# [GIVEN INFORMATION]
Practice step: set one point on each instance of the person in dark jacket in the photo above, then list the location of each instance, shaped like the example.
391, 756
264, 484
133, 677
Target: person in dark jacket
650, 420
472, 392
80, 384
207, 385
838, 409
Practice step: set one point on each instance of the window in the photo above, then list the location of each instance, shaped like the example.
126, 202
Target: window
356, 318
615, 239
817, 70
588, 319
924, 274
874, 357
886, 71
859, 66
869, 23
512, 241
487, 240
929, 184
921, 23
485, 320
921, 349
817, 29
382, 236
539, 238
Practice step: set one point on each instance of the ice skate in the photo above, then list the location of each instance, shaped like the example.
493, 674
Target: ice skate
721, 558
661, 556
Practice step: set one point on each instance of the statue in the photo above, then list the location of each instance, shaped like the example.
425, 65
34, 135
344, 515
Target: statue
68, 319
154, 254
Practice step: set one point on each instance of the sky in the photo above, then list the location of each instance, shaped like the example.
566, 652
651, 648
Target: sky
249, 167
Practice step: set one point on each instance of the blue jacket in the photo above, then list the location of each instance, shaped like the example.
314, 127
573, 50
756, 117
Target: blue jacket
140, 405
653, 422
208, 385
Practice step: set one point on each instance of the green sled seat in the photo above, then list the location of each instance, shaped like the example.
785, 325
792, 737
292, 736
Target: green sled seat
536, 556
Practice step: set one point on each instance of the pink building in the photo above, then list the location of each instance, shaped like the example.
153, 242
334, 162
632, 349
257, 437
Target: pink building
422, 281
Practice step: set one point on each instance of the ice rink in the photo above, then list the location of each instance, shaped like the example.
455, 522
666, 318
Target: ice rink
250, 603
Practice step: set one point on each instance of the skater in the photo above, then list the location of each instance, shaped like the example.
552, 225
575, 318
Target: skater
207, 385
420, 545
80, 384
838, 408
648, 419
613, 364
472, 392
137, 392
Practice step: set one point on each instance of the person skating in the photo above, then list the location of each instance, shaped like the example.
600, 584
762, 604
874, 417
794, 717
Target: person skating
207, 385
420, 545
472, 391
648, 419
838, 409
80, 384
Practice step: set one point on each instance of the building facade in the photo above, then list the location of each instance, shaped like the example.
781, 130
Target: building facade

# [EXERCISE DIRECTIONS]
Your task is to print the whole listing again exactly.

# [CORRECT ANSWER]
Practice step: set one point on each instance of the person in dark jacket in the photo above, then list the location of each instance, shaped like the example.
391, 756
264, 484
133, 677
Target: person in dark jacket
650, 420
472, 392
80, 384
207, 385
838, 409
Practice step: set one point on each instance of the window in the photo above, then list the location of each instance, shaped like the example.
126, 202
Target: window
356, 318
615, 239
817, 70
588, 319
924, 274
874, 357
886, 71
859, 66
869, 23
512, 241
487, 240
929, 184
921, 23
485, 320
921, 349
817, 29
382, 236
539, 238
Practice step: set one point on each instance of the ice skate in the photo above, then list the location of each instance, shaped like the example.
493, 674
Target: ice skate
721, 558
661, 556
Practice step: set one point on each instance of the statue in the photo above, then list the location of each instance, shaped like the example.
425, 65
34, 135
344, 515
Target: statue
68, 319
154, 254
Practice step: set one point on each instance of the sky in the photo above, then list the location of each instance, shaped like the example.
566, 652
651, 648
Target: sky
249, 167
Practice step: set one point on each instance of the blue jacket in the photo above, then list the location of each instance, shaped like the example.
314, 127
573, 50
756, 117
Target: blue jacket
140, 405
653, 422
208, 385
Practice step: set one point on each instance of the green sled seat in the photo above, then list the location of each instance, shaped like the example.
785, 325
792, 737
292, 736
Target: green sled seat
536, 556
Practice step: set one point on each instance of the pink building in the photo above, then list the location of each instance, shaped like the example.
153, 242
334, 162
632, 349
257, 437
Target: pink building
422, 281
Practice step: set one point on each instance of the ice rink in the photo above, then list the location of each instance, shaped like the example.
455, 522
666, 318
Target: ice rink
250, 603
Practice step: set one point on each instance of the skater in the photo above, then list the location of each instance, shaped like the example.
552, 225
575, 318
Target: skater
207, 385
420, 545
80, 384
838, 408
648, 419
613, 364
472, 392
137, 392
Practice step: set one point on each instance of the person skating in the photo above, then list the location of each instance, shaped like the example.
600, 584
762, 604
874, 417
794, 717
Target: person skating
207, 385
420, 545
472, 391
648, 419
838, 409
80, 384
Practice step: set one point on each instance of the building facade in the photo above, then list the location of each instance, shaped like the example.
781, 130
Target: building facade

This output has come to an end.